■ **Your goal**:
For the string "gray", work out how many lines of the data contain it and give that number with nothing added.

__________

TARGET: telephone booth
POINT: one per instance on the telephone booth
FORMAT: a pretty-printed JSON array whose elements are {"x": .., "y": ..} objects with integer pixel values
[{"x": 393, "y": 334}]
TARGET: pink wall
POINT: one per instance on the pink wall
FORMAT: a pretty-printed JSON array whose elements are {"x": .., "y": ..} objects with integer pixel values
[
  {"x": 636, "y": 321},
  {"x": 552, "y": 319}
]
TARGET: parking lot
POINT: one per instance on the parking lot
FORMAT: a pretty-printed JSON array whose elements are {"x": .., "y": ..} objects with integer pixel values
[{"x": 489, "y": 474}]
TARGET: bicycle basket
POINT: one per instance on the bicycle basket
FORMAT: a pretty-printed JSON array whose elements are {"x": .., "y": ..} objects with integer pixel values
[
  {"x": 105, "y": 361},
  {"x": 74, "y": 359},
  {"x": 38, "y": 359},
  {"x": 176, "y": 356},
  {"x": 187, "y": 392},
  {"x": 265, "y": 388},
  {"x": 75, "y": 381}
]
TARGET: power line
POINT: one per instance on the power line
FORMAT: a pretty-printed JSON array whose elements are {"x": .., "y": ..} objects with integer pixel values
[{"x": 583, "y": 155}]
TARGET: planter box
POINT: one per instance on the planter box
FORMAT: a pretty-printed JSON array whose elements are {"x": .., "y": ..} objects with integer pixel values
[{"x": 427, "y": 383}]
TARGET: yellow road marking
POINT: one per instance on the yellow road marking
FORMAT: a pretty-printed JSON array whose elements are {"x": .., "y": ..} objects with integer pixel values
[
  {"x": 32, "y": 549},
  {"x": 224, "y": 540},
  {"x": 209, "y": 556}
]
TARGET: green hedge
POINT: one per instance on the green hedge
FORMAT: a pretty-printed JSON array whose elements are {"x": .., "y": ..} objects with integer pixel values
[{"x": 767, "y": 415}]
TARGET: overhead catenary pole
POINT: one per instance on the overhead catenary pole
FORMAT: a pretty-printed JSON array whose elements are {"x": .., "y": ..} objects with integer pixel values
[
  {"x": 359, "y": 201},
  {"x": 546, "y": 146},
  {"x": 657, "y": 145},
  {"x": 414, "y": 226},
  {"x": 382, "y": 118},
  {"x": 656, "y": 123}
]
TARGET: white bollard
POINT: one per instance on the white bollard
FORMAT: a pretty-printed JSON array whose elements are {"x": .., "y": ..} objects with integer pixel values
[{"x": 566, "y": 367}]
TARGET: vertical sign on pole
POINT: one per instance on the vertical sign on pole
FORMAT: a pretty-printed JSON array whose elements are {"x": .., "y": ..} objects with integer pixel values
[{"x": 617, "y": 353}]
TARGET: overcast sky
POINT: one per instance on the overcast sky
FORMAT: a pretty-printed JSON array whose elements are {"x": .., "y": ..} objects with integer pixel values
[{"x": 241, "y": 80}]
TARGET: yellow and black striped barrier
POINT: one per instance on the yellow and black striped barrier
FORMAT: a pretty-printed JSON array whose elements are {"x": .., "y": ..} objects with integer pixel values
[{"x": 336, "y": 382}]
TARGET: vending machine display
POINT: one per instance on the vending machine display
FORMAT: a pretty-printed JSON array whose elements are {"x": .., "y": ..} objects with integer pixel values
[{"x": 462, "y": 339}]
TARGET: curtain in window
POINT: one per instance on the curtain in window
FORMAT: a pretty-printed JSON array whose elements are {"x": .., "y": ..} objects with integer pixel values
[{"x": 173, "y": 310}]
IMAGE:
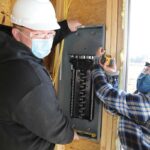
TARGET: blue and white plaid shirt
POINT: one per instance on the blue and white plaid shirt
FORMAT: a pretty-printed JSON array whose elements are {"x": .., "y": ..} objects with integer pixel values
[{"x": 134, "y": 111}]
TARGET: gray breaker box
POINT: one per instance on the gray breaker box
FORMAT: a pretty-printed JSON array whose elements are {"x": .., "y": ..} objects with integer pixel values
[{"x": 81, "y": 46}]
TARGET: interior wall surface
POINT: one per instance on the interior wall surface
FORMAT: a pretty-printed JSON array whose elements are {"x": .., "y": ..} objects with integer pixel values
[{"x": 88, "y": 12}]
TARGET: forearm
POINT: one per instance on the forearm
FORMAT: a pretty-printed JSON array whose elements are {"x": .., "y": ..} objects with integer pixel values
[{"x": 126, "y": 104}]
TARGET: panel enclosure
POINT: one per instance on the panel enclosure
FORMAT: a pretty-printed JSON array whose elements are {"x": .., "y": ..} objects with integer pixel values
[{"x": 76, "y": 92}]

__________

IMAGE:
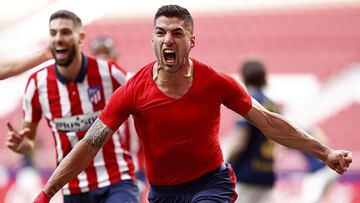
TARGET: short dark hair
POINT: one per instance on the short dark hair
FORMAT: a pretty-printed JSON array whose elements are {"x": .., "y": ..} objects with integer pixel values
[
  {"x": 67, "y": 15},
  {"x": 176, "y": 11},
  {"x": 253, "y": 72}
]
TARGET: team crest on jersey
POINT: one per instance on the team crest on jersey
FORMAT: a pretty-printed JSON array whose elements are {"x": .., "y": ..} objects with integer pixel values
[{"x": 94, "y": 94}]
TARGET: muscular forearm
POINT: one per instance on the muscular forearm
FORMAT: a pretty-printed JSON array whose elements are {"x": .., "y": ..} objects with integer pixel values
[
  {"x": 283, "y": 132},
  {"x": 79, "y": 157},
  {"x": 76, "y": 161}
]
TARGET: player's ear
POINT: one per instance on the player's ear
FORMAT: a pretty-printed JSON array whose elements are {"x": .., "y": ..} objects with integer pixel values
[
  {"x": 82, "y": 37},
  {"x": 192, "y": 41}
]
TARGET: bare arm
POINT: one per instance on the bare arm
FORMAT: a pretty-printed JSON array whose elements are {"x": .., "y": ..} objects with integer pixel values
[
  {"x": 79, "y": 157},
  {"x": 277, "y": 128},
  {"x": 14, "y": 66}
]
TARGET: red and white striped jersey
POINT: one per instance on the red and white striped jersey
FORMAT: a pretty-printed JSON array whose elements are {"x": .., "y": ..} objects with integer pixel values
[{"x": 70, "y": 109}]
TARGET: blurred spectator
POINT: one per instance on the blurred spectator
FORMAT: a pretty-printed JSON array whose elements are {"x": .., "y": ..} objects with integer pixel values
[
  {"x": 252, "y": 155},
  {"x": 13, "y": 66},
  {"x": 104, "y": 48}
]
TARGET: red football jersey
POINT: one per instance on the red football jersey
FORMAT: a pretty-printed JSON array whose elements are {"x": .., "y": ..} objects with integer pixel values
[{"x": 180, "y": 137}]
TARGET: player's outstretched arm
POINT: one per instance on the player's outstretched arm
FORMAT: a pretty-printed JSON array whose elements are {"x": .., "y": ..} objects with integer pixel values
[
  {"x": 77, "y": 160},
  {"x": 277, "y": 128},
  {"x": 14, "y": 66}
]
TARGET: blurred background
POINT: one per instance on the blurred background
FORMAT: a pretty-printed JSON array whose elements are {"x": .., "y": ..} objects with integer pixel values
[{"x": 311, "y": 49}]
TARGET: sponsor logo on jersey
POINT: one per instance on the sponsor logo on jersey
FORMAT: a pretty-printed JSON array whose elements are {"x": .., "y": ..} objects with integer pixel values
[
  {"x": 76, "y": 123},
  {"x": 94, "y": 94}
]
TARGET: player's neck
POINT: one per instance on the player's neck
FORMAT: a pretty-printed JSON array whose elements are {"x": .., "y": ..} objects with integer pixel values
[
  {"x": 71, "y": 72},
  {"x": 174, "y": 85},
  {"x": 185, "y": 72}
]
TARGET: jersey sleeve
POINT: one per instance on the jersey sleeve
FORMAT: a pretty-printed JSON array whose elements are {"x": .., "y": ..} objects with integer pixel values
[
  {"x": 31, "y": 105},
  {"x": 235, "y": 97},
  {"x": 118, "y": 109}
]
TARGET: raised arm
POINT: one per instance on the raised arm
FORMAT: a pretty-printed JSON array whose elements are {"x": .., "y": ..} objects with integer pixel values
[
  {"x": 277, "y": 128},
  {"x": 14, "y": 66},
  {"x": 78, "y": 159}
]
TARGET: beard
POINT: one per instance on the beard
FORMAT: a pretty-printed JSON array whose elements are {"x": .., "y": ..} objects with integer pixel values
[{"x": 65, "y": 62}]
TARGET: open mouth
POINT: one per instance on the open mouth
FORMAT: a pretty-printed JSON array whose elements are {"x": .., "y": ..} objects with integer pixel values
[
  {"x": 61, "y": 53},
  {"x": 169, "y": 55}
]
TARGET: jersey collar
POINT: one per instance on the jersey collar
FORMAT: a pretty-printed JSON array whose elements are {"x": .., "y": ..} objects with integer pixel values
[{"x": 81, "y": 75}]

__________

■ **Your response**:
2